I’ve just returned from a committee meeting held at the Evangelical parsonage with a group of businessmen called together to consider the situation in which our town finds itself in view of the bank failure and to arrange some method of relieving our situation. After a long conference that I enjoyed greatly, we decided upon a program. We’re inviting all of the depositors of the bank to a meeting to be held this Friday evening. At this time three speakers will appear. The purpose is to create a spirit of confidence in Monroe. Out of the conference I inherited the task of securing either Mr. Gray, president of the First National Bank at Columbus, or Mr. R.B. King, manager of The Hord Company at Central City as speakers. I greatly enjoy the opportunity to take part in such affairs of the town. In fact, it’s just what I want.
Our community committee met again last night about generating community spirit. All the depositors of the bank have been invited. It has fallen to me to be master of ceremonies. I don’t know how I will fare with such a large undertaking, but I must try. Another invitation has come to me that I scarcely know what to do with. I’ve been asked to give the address at a community Thanksgiving service to be held on Thanksgiving Day. Of course I’d love to do it if I felt equal to the occasion, but I’m like you are when you’re asked to play. I feel so insignificant. I haven’t accepted the invitation yet.
There appeared in the paper today an article, so I’m told, that will be of interest to you teachers at Allen, no doubt. It was to this effect: a certain lady signed a teaching contract last year that said she should not get married during the year. She was married at Christmas time and consequently fired. She took the matter to court and the verdict that was given was that such a clause in the contract was an unjust restriction of personal liberty and consequently illegal. The school board was further forced to pay her the salary she would have received had she been allowed to teach from Christmas until the end of the school term. Maybe someday people will be rid of their “foggy” ideas about the teaching profession.
Today following dinner Nuremberger showed me how to play the piano. You know what kind of “music” I produced; but I did enjoy it. She showed me the bass notes and I practiced real industriously for about an hour. I can “squeeze out” “Silent Night” and one or two others. How I wish I could play as you do! But not so.
Our community meeting held last Friday was all we had planned and hoped for. The speakers had the desired effect on the audience. I greatly enjoyed my task. We are hopeful that our bank can reorganize.
We’re now planning a father and son banquet. I seem to be having more success than I had hoped for. On every hand I am asked to do things, be it Sunday school teacher, church preacher, play in the band, and general “flunky” for community affairs. I’m glad for opportunities to serve.
Of course you’re coming to see me Thanksgiving. If convenient connections cannot be made, I shall meet you at Norfolk. We can be together all day Thursday and some of the time Friday, Saturday and Sunday.
Now that you’ve purchased your books, forget about the rightness or wrongness of the deal. I’m glad for your sake that you bought them. Perhaps you would have waited a long time to get them had not you done it now. I’m anxious to see them. If we continue to buy books we’ll have a library before we know it, won’t we?
Last night we had basketball practice and, of course, today I have been stiff. I’m well pleased with the basketball prospects; we should win most of our games. It is interesting to watch the boys – they think that I must be a “whiz”, so to speak. It’s a good thing they don’t know all about me and my abilities.
....................
**Challenge A:**
Extract every line of the rows that contains the word "window". Case counts.
....................
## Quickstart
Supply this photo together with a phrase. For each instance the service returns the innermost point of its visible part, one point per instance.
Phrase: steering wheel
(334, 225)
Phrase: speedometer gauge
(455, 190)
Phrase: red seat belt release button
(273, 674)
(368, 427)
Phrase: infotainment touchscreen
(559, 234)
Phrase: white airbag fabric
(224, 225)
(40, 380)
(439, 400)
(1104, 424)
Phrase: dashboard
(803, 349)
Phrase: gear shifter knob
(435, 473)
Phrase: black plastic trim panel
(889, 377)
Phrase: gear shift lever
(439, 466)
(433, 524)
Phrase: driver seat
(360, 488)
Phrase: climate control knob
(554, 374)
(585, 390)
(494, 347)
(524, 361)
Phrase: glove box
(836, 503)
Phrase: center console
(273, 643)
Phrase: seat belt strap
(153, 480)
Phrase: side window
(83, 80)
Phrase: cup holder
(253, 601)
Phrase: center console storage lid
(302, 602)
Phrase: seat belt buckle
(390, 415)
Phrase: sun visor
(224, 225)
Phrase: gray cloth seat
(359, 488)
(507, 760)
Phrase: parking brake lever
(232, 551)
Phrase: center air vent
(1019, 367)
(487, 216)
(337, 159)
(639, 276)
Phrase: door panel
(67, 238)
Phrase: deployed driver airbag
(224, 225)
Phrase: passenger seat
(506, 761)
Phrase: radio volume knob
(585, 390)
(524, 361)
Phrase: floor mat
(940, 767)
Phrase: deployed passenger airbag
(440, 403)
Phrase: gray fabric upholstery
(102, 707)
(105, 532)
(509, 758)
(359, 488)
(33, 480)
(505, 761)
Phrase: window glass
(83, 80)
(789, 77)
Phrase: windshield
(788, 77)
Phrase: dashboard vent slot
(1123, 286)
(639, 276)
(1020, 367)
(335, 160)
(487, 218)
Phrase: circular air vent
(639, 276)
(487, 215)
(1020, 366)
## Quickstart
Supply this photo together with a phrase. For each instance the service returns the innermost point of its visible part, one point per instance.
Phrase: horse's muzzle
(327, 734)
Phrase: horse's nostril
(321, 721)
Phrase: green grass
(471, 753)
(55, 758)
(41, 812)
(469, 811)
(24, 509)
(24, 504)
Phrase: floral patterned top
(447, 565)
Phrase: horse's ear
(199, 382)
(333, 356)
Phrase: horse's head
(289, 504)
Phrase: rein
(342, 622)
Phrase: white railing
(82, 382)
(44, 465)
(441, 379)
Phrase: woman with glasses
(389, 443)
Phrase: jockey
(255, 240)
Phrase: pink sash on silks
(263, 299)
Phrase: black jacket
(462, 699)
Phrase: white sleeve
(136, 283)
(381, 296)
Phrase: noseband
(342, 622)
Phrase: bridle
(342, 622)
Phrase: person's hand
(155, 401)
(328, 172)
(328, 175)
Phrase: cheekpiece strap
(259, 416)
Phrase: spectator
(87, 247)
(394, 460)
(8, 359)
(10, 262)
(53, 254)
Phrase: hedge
....................
**Challenge B:**
Answer these questions from the passage:
(i) Where was the committee meeting with the businessmen held?
(ii) In the court case reported in the paper, what was the school board forced to pay the married teacher?
(iii) Who showed the writer how to play the piano after dinner?

**Finished answer A:**
Phrase: side window
Phrase: window glass

**Finished answer B:**
(i) At the Evangelical parsonage.
(ii) The salary she would have received had she been allowed to teach from Christmas until the end of the school term.
(iii) Nuremberger.